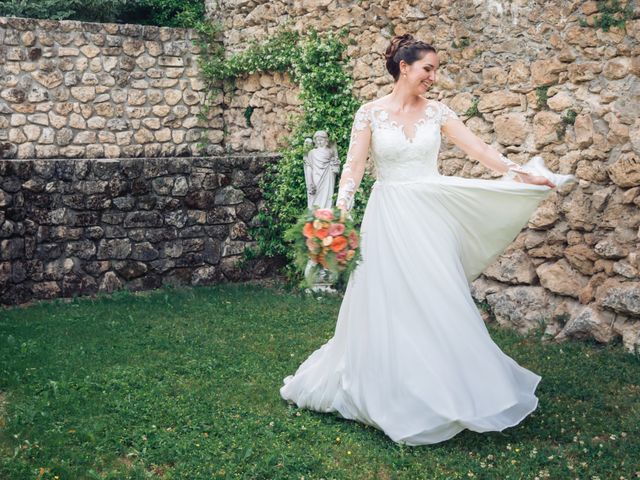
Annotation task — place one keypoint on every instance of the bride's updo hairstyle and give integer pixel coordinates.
(404, 47)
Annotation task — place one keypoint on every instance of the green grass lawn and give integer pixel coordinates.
(184, 384)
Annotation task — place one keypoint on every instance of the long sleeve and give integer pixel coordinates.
(354, 166)
(465, 139)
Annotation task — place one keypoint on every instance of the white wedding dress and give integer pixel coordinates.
(411, 355)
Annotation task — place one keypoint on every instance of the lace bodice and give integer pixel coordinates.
(406, 152)
(400, 152)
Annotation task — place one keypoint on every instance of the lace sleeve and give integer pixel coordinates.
(354, 165)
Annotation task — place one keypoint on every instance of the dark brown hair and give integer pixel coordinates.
(404, 47)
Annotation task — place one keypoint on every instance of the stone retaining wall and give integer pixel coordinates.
(87, 90)
(72, 227)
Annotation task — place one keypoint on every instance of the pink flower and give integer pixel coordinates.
(324, 214)
(336, 229)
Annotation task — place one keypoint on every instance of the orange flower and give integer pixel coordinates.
(322, 260)
(323, 232)
(312, 245)
(353, 239)
(339, 243)
(307, 231)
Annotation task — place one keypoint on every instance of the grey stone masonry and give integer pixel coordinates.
(86, 90)
(74, 227)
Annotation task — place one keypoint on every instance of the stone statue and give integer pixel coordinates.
(321, 164)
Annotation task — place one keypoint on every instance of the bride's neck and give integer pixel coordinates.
(402, 99)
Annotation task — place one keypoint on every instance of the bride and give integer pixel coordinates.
(411, 355)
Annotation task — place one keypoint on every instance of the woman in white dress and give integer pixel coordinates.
(411, 355)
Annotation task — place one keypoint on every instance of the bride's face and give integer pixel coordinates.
(421, 74)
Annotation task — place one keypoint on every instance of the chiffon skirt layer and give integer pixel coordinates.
(410, 354)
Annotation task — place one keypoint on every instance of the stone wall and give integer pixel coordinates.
(528, 64)
(72, 227)
(87, 90)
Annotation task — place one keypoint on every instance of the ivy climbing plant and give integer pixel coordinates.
(316, 63)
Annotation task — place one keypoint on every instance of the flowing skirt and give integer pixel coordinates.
(411, 354)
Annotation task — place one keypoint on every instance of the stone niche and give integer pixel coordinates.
(76, 227)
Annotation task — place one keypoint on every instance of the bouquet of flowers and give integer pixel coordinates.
(325, 239)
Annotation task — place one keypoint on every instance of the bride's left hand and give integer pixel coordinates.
(535, 180)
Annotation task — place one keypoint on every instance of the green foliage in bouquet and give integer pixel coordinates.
(316, 63)
(338, 257)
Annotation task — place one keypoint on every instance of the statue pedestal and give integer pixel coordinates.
(321, 280)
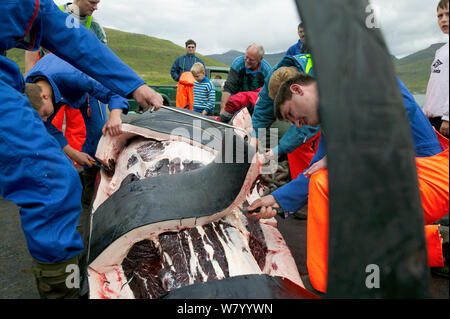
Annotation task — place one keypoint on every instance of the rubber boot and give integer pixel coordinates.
(57, 280)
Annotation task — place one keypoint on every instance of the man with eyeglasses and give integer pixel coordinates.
(247, 73)
(185, 62)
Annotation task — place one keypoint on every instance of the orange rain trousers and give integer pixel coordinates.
(75, 132)
(433, 176)
(185, 91)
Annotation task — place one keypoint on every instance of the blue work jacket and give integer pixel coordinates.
(294, 195)
(79, 91)
(35, 174)
(263, 114)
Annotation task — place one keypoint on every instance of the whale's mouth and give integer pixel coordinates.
(170, 217)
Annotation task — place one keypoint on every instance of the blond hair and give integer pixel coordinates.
(279, 76)
(197, 68)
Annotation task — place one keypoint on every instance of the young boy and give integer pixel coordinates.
(436, 102)
(204, 92)
(298, 102)
(52, 83)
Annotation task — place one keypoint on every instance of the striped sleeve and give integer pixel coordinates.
(204, 96)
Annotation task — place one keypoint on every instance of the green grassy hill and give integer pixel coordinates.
(149, 57)
(152, 59)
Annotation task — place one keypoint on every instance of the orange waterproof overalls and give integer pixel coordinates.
(433, 177)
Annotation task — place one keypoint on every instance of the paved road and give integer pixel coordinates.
(14, 257)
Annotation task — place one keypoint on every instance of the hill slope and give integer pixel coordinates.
(149, 57)
(414, 70)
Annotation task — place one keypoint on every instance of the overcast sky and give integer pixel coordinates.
(222, 25)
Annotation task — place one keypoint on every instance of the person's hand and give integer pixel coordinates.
(266, 203)
(444, 128)
(114, 124)
(147, 97)
(270, 155)
(315, 167)
(79, 157)
(254, 142)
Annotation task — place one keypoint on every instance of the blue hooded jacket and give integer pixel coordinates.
(35, 174)
(79, 91)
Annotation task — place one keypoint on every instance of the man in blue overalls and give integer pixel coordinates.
(66, 84)
(34, 172)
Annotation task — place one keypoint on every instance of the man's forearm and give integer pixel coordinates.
(225, 97)
(31, 58)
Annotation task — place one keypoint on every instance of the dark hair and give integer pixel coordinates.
(443, 4)
(305, 48)
(284, 92)
(190, 41)
(33, 92)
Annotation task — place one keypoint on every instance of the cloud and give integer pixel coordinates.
(222, 25)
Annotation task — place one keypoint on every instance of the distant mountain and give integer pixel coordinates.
(150, 57)
(228, 57)
(413, 70)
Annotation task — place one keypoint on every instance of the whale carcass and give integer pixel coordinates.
(167, 221)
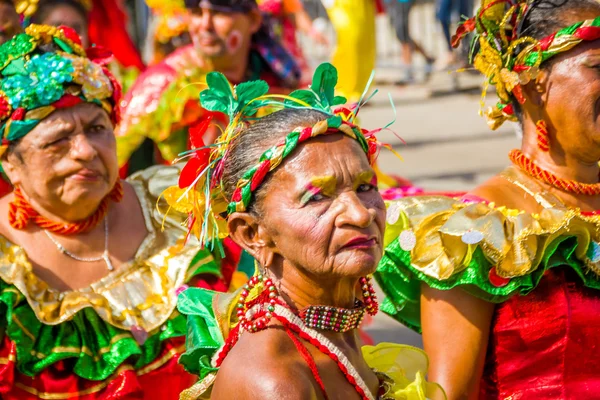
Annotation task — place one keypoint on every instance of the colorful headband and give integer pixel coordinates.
(223, 5)
(34, 81)
(509, 61)
(29, 7)
(171, 18)
(200, 192)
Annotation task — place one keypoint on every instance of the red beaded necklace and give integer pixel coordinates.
(20, 212)
(528, 166)
(264, 308)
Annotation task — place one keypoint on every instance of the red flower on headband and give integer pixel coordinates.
(200, 157)
(5, 107)
(70, 34)
(19, 114)
(68, 100)
(463, 30)
(100, 55)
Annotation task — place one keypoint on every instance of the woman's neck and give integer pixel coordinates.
(66, 213)
(301, 291)
(565, 166)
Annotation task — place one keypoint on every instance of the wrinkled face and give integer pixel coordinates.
(572, 98)
(69, 157)
(68, 16)
(322, 209)
(9, 22)
(220, 34)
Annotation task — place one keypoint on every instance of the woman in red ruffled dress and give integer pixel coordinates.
(504, 282)
(89, 269)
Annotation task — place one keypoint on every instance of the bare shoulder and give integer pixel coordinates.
(5, 229)
(264, 365)
(504, 193)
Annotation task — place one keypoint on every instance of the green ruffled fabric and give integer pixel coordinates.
(97, 347)
(204, 335)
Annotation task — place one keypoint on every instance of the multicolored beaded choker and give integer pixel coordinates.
(335, 319)
(528, 166)
(20, 212)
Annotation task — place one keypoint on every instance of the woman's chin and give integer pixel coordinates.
(361, 263)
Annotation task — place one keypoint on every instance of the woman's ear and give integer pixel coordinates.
(8, 165)
(256, 20)
(246, 231)
(536, 91)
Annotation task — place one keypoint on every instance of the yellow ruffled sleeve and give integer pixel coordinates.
(404, 369)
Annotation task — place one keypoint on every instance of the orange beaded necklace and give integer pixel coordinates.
(20, 212)
(528, 166)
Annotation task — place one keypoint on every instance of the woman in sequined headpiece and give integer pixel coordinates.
(504, 282)
(89, 271)
(296, 189)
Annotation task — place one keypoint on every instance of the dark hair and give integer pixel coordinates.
(545, 17)
(255, 139)
(45, 7)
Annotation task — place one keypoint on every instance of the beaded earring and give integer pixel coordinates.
(260, 320)
(369, 296)
(542, 135)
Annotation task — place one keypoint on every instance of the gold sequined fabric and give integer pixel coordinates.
(141, 292)
(511, 240)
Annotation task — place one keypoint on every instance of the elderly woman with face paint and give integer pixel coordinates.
(504, 283)
(297, 191)
(89, 269)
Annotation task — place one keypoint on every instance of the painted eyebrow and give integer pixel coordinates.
(365, 177)
(322, 184)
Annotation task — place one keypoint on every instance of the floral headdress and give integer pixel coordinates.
(172, 18)
(508, 60)
(45, 69)
(200, 192)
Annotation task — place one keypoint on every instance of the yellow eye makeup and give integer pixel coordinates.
(321, 185)
(365, 178)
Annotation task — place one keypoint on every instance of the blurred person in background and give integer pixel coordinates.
(399, 11)
(89, 269)
(356, 47)
(287, 17)
(92, 20)
(169, 28)
(227, 36)
(444, 11)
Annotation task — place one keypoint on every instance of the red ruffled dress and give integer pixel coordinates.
(542, 271)
(120, 338)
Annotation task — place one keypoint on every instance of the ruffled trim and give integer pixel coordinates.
(97, 348)
(493, 253)
(209, 314)
(124, 318)
(403, 369)
(126, 382)
(158, 269)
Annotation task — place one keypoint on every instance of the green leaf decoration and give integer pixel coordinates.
(219, 96)
(248, 91)
(323, 84)
(307, 96)
(19, 46)
(64, 46)
(15, 67)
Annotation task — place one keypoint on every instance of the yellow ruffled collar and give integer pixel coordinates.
(140, 294)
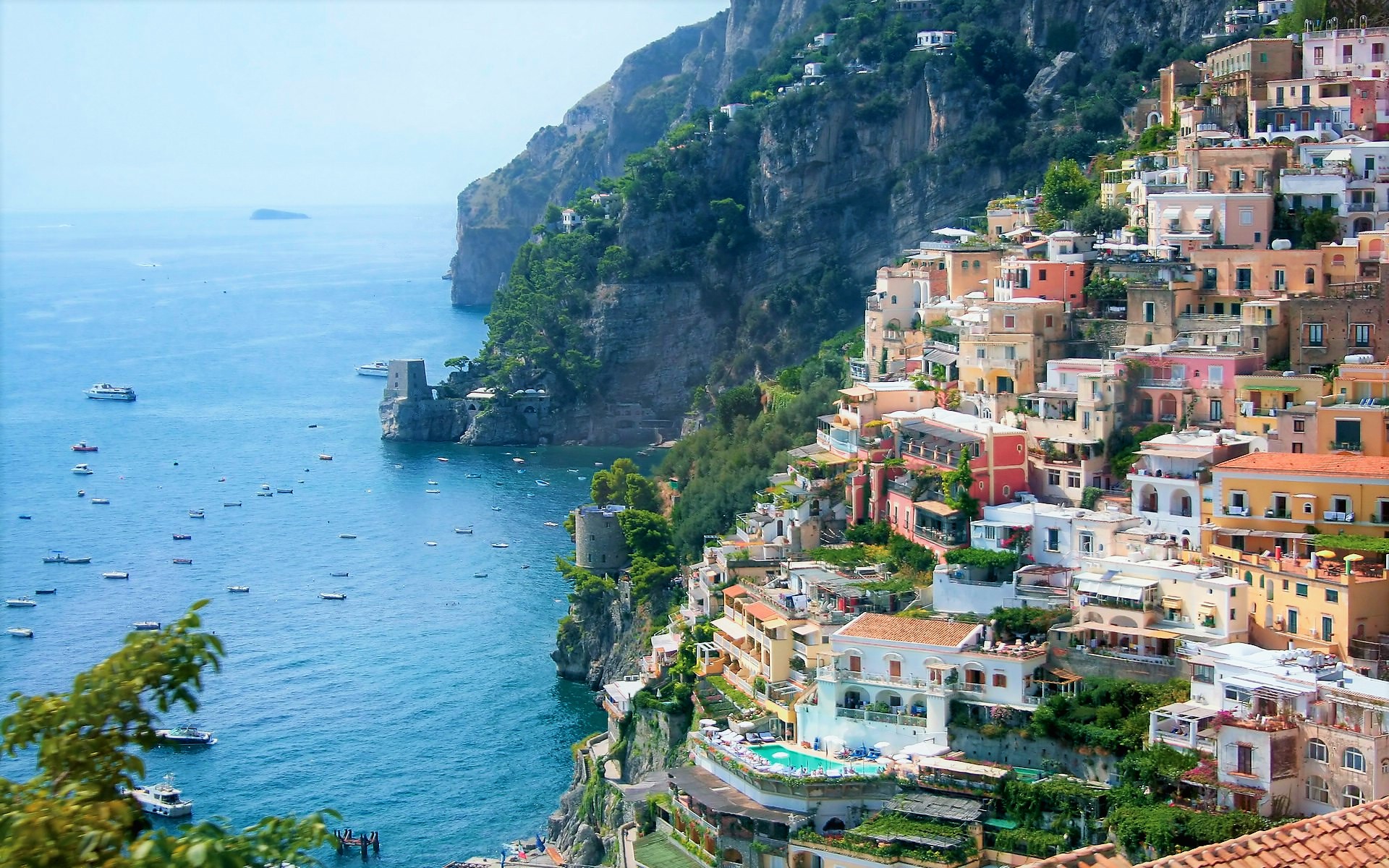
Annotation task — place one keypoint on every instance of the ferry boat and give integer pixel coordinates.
(187, 736)
(107, 392)
(160, 799)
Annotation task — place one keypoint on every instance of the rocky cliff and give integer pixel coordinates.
(653, 88)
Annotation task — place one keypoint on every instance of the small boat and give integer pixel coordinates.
(110, 393)
(160, 799)
(185, 736)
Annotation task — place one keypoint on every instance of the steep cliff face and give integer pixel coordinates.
(652, 89)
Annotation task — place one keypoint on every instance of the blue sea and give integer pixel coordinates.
(424, 706)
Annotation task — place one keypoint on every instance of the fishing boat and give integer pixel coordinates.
(160, 799)
(187, 735)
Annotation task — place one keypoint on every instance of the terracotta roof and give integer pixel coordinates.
(921, 631)
(1303, 464)
(1349, 838)
(1099, 856)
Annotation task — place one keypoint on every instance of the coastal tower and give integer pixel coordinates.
(406, 381)
(599, 545)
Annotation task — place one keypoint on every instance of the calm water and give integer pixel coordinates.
(424, 706)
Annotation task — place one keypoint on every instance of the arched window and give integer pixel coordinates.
(1354, 760)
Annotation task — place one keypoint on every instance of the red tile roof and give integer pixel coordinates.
(921, 631)
(1369, 467)
(1349, 838)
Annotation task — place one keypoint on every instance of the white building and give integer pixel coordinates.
(893, 678)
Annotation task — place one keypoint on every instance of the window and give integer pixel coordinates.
(1354, 760)
(1352, 796)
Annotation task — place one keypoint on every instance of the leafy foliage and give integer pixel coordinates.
(71, 813)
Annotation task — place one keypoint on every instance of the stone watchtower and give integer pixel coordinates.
(599, 545)
(406, 380)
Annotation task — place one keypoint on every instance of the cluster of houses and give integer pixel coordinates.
(1246, 550)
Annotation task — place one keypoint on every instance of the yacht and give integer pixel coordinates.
(185, 735)
(111, 393)
(160, 799)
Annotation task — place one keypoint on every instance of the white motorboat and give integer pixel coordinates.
(161, 799)
(107, 392)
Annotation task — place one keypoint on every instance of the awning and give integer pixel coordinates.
(727, 626)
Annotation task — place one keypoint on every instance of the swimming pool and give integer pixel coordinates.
(797, 757)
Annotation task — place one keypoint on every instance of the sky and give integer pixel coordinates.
(117, 104)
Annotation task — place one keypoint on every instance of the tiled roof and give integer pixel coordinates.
(1349, 838)
(1099, 856)
(1370, 467)
(921, 631)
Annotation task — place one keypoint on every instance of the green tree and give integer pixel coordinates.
(71, 812)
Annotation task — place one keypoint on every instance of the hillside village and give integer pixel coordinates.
(1146, 472)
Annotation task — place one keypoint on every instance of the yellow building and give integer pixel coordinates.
(1265, 504)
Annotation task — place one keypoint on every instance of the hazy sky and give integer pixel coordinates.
(294, 103)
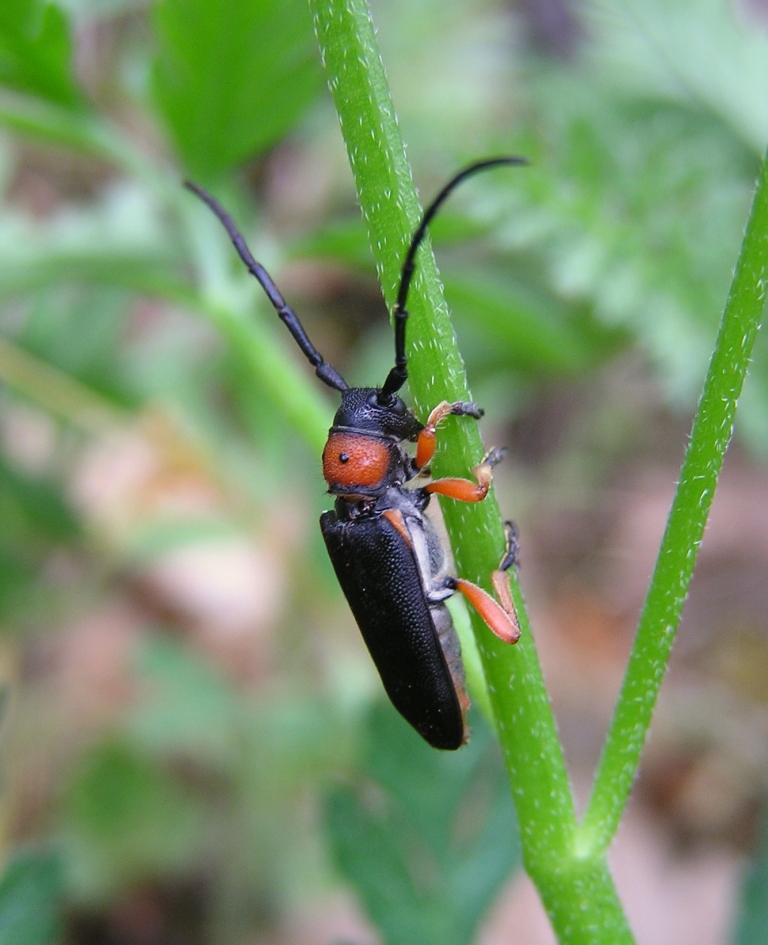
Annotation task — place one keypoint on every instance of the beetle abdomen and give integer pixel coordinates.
(403, 631)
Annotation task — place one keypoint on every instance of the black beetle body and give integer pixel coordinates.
(396, 591)
(389, 560)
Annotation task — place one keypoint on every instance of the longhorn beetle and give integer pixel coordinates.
(387, 556)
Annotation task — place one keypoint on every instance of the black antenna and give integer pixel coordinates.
(327, 374)
(399, 373)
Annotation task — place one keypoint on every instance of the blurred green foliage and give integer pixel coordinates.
(644, 125)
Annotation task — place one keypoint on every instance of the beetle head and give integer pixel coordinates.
(361, 410)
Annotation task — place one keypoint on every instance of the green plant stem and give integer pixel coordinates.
(710, 435)
(578, 894)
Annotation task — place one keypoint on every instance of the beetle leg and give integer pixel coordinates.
(500, 615)
(425, 447)
(463, 489)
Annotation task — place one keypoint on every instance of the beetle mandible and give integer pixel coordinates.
(386, 553)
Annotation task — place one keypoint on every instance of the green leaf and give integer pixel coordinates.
(232, 77)
(126, 819)
(425, 837)
(752, 921)
(36, 52)
(30, 892)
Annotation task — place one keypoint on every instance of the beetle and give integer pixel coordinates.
(387, 556)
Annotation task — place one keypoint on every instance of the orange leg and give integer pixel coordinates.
(425, 447)
(500, 616)
(463, 489)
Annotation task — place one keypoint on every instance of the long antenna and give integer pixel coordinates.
(327, 374)
(399, 373)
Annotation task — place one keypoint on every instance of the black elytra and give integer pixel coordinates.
(387, 556)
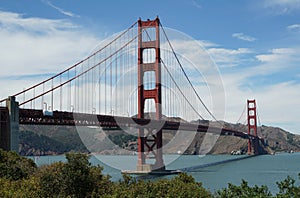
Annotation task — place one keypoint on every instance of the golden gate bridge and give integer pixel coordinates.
(134, 80)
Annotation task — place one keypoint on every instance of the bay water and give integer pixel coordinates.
(258, 170)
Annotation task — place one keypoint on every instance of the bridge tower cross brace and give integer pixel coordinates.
(150, 139)
(252, 127)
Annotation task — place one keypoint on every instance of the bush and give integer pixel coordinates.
(182, 185)
(75, 178)
(15, 167)
(243, 191)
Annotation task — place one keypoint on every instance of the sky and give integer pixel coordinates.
(255, 44)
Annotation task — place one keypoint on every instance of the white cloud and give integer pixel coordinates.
(196, 4)
(243, 37)
(277, 60)
(70, 14)
(281, 7)
(293, 27)
(228, 57)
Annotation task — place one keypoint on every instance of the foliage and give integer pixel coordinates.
(15, 167)
(244, 191)
(182, 185)
(76, 178)
(19, 177)
(287, 188)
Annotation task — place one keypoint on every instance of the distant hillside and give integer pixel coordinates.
(51, 140)
(276, 138)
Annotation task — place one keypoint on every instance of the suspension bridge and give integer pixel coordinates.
(134, 80)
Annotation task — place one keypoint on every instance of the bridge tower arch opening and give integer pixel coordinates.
(149, 140)
(253, 141)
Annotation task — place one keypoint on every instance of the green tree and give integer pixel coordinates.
(75, 178)
(244, 191)
(287, 188)
(15, 167)
(182, 185)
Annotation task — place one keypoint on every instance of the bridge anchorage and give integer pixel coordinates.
(101, 70)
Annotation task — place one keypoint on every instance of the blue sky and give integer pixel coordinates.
(256, 44)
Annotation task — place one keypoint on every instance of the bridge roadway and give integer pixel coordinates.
(37, 117)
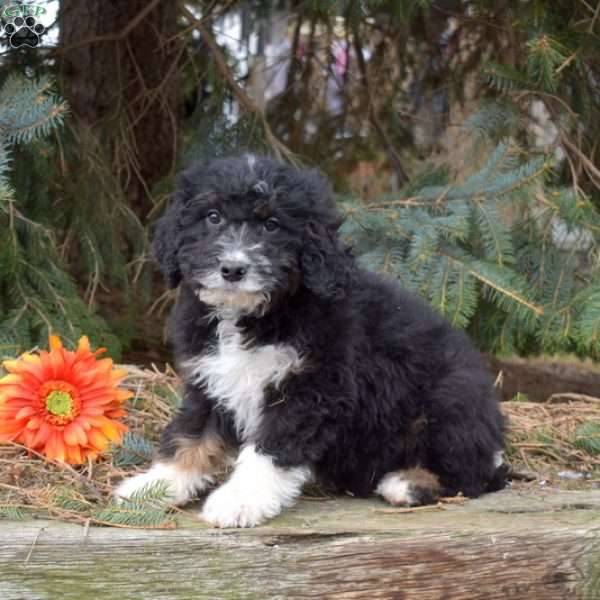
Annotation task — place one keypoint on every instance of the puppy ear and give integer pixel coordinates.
(325, 264)
(167, 235)
(165, 244)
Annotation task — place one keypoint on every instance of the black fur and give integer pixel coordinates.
(387, 384)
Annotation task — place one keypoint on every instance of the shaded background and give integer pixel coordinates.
(460, 136)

#### Exercise description
The lines to be extracted begin at the line containing "blue sky and give integer pixel coordinates." and continue through the final line of the material above, both ends included. Reproduce them exactly, without the pictures.

#### Response to the task
Annotation task — place one keypoint on every instance of the blue sky and give integer pixel coordinates.
(256, 44)
Annotation task — place one keypoint on every instance of the bridge roadway and give integer pixel coordinates.
(37, 117)
Annotation task — place one keypoint on every instance of the puppy ear and give integer pixel coordinates.
(325, 264)
(167, 235)
(165, 244)
Annotation task — place one keypoint on every instance of the black fur and give integer pixel coordinates.
(387, 384)
Annotation task — place one keypoint on every instance of the shaded background and give integer pixel coordinates.
(460, 136)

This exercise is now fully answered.